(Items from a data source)
==============================

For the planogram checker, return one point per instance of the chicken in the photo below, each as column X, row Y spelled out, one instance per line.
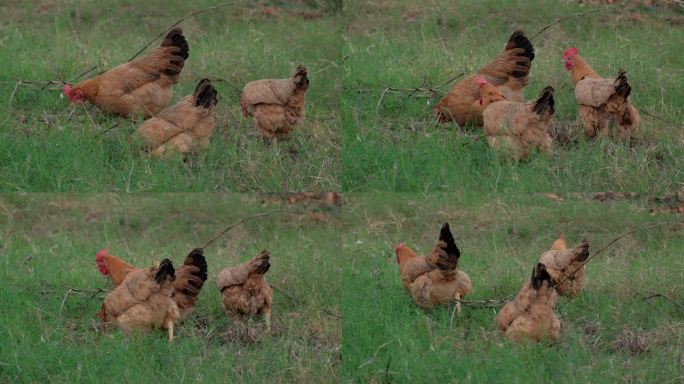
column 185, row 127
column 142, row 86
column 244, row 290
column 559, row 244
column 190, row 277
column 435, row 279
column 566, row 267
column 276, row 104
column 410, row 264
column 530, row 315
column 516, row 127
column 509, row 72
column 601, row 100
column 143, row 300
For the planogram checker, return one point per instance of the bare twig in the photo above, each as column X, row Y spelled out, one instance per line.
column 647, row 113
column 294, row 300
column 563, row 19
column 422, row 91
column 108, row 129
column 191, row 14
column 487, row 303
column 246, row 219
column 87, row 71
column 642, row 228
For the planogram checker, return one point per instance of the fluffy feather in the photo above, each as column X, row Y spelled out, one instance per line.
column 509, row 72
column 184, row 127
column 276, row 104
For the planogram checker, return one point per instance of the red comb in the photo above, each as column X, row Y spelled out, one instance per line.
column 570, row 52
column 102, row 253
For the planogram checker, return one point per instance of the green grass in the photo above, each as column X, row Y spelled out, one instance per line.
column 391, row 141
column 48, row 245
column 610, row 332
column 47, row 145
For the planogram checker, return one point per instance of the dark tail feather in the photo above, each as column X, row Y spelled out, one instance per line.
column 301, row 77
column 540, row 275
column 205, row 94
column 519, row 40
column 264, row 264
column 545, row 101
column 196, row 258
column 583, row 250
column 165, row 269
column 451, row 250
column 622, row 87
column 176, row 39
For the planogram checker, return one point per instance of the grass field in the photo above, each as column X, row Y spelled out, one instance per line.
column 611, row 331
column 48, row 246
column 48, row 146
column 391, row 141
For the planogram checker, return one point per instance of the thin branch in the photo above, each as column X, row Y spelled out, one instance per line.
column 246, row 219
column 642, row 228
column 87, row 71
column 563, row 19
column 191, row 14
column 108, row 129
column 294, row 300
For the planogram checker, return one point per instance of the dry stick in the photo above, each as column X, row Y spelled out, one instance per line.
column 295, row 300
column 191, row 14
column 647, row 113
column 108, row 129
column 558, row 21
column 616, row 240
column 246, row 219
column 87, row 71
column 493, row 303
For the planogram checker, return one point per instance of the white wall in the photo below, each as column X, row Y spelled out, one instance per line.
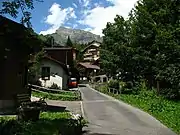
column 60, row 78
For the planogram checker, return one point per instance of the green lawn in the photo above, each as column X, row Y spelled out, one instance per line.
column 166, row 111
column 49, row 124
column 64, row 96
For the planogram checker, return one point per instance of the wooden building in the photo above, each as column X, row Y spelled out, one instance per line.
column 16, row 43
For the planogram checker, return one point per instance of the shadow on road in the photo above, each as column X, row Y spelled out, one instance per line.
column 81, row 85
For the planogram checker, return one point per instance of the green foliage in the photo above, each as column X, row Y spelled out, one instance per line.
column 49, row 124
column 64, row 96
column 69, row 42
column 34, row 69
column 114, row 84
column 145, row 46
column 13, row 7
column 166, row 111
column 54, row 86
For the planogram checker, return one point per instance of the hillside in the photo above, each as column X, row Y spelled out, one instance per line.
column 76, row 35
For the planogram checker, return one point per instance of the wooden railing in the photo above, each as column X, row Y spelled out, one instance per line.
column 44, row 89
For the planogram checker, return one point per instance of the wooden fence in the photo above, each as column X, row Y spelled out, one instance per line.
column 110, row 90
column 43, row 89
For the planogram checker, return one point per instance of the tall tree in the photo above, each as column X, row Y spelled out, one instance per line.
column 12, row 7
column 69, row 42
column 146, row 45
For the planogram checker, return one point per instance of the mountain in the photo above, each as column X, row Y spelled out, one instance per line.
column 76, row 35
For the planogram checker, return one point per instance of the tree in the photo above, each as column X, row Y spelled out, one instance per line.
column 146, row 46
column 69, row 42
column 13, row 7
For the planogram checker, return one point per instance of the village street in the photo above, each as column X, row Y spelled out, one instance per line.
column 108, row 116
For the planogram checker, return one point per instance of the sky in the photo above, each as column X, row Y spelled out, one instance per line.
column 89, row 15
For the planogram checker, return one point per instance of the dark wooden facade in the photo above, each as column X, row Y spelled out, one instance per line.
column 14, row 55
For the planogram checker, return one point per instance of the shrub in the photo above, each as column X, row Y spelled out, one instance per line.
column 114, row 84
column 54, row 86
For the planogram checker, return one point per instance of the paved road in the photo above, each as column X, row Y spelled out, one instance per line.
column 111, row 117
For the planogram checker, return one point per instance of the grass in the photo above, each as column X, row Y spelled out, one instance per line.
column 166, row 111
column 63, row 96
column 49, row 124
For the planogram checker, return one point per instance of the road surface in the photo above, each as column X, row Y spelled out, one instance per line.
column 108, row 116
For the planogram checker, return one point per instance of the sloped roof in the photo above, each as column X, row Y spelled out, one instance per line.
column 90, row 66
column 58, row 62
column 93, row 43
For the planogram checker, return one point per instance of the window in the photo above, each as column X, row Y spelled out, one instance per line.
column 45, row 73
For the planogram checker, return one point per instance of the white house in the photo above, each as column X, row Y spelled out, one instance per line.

==============================

▶ [WHAT THE TASK ASKS]: What is needed is an exact printout of every record above, with the pictures left out.

▶ [COMPLETED TASK]:
For the planogram checker, return one point per instance of the chicken in the photo below, each as column X, row Y spelled out, one instance per line.
column 185, row 127
column 142, row 86
column 244, row 290
column 559, row 244
column 190, row 277
column 435, row 279
column 566, row 267
column 276, row 104
column 410, row 264
column 530, row 315
column 516, row 127
column 509, row 72
column 601, row 100
column 143, row 300
For the planogram checker, return one point per instance of the bare twig in the photo above, each as column X, row Y spelled out, one instance per line.
column 647, row 113
column 294, row 300
column 563, row 19
column 422, row 91
column 108, row 129
column 191, row 14
column 487, row 303
column 246, row 219
column 87, row 71
column 642, row 228
For the planogram checker, return one point per instance of the fluffy feather in the photo above, each as column X, row Y spelled out, one instance per line.
column 509, row 72
column 184, row 127
column 276, row 104
For the planogram checker, return one point per instance of the red comb in the photo above, each as column X, row Y spelled out, one instance per line.
column 570, row 52
column 102, row 253
For the planogram checker, return one point per instance of the green grass in the photo above, each as column X, row Y spelled out, one instance per line.
column 391, row 141
column 48, row 245
column 610, row 332
column 47, row 145
For the planogram checker, return one point per instance of the dark tail feather in the photo above, each as column X, row Y spelled out, one instance per line.
column 301, row 77
column 540, row 275
column 205, row 94
column 519, row 40
column 264, row 264
column 545, row 101
column 196, row 258
column 583, row 250
column 165, row 269
column 451, row 250
column 622, row 87
column 176, row 39
For the planogram checker, return one point per instance of the grass field in the photo above, each as column X, row Y spelled out, one instance per line.
column 611, row 331
column 48, row 246
column 48, row 146
column 391, row 141
For the planogram checker, return one point per instance of the thin branch in the photo above, each as column X, row Y spelled out, one instance per line.
column 246, row 219
column 642, row 228
column 87, row 71
column 563, row 19
column 191, row 14
column 108, row 129
column 294, row 300
For the planogram checker, return one point per instance of the dry stick in the photo above, each as column X, row Y spelled out, one instance per line.
column 295, row 300
column 191, row 14
column 647, row 113
column 108, row 129
column 558, row 21
column 616, row 240
column 246, row 219
column 87, row 71
column 493, row 303
For the planogram checker, return one point per instance of the white wall in the photo below, each as column X, row Y spelled out, one instance per line.
column 60, row 78
For the planogram checker, return one point per instance of the green lawn in the photo above, each as column X, row Y spelled out, one instance per line.
column 166, row 111
column 49, row 124
column 64, row 96
For the planogram checker, return one point per instance of the wooden building in the photo above, each as column X, row Y spelled out, one instance per line.
column 16, row 43
For the planogram checker, return one point per instance of the shadow on road in the photo above, each as column X, row Y spelled out, one instance per line.
column 81, row 85
For the planogram checker, return one point per instance of the green foliage in the photo above, each as column X, row Y spelled out, one instance per line.
column 49, row 124
column 64, row 96
column 69, row 42
column 34, row 69
column 114, row 84
column 145, row 46
column 13, row 7
column 166, row 111
column 54, row 86
For the planogram checker, return one point per instance of the hillside in the photo above, each as column X, row Y spelled out, one instance per line.
column 76, row 35
For the planogram checker, return one point per instance of the wooden railing in the photo above, each as column X, row Y spelled out, one instance per line.
column 44, row 89
For the planogram checker, return one point per instance of the wooden fence in the photo above, each as column X, row Y spelled out, one instance per line.
column 110, row 90
column 43, row 89
For the planogram checker, return one point per instance of the tall tree in the photo above, each as column X, row Y spelled out, one instance per line.
column 12, row 7
column 69, row 42
column 146, row 45
For the planogram checker, return one point per instance of the mountain in the photo above, each as column X, row Y spelled out, one instance per line.
column 76, row 35
For the planogram checker, return one point per instance of the tree in the photo above, each as column X, row Y spelled out, one instance per line.
column 146, row 46
column 69, row 42
column 13, row 7
For the planogram checker, return one point per instance of the village street in the photo above, each as column X, row Y spelled out, one instance per line.
column 108, row 116
For the planogram checker, return one point per instance of the sky in the photo above, each as column X, row Y spelled out, one instance per line.
column 89, row 15
For the planogram checker, return one point per instance of the dark wooden facade in the photo above, each as column X, row Y spelled out, one instance per line.
column 14, row 55
For the planogram checker, return one point per instance of the shrub in the photo above, each as column X, row Y spelled out, one instance per line.
column 114, row 84
column 54, row 86
For the planogram checker, return one point per instance of the paved road in the photo above, each as column X, row Y spelled out, one instance per line.
column 111, row 117
For the planogram checker, return one point per instance of the grass in the photo above, each as column X, row Y spelled out, one instance per line.
column 166, row 111
column 63, row 96
column 49, row 124
For the planogram checker, return one point per instance of the road surface in the photo above, each as column X, row Y spelled out, one instance per line.
column 108, row 116
For the planogram checker, return one point per instance of the sloped roof in the photo above, each as column X, row Y spelled out, one instance per line.
column 90, row 66
column 58, row 62
column 93, row 43
For the planogram checker, return one point per instance of the window in the photo above, each as column X, row Y spelled out, one instance per line.
column 45, row 73
For the planogram checker, return one point per instance of the white house in the photo above, each as column X, row Y spelled out, one instance per line.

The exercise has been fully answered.